▼
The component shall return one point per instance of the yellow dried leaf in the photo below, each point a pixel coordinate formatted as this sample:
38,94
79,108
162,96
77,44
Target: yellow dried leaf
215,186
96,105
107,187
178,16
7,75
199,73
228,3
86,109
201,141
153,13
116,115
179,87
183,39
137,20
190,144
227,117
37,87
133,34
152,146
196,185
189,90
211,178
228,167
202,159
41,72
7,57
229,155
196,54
▲
Extract all of the data above and output it character for character.

● ANSWER TO THIS EXERCISE:
The component shall return one point per instance of the yellow dried leaf in the photo below, each point a pixel coordinate formatted as this sample:
38,94
79,108
162,96
77,44
Target: yellow dried leaf
215,186
96,105
107,187
178,16
7,75
199,73
228,3
86,109
201,141
153,13
116,115
179,87
183,39
137,20
190,144
227,117
37,87
133,34
152,146
196,185
189,90
211,178
228,167
202,159
41,72
7,57
229,155
196,54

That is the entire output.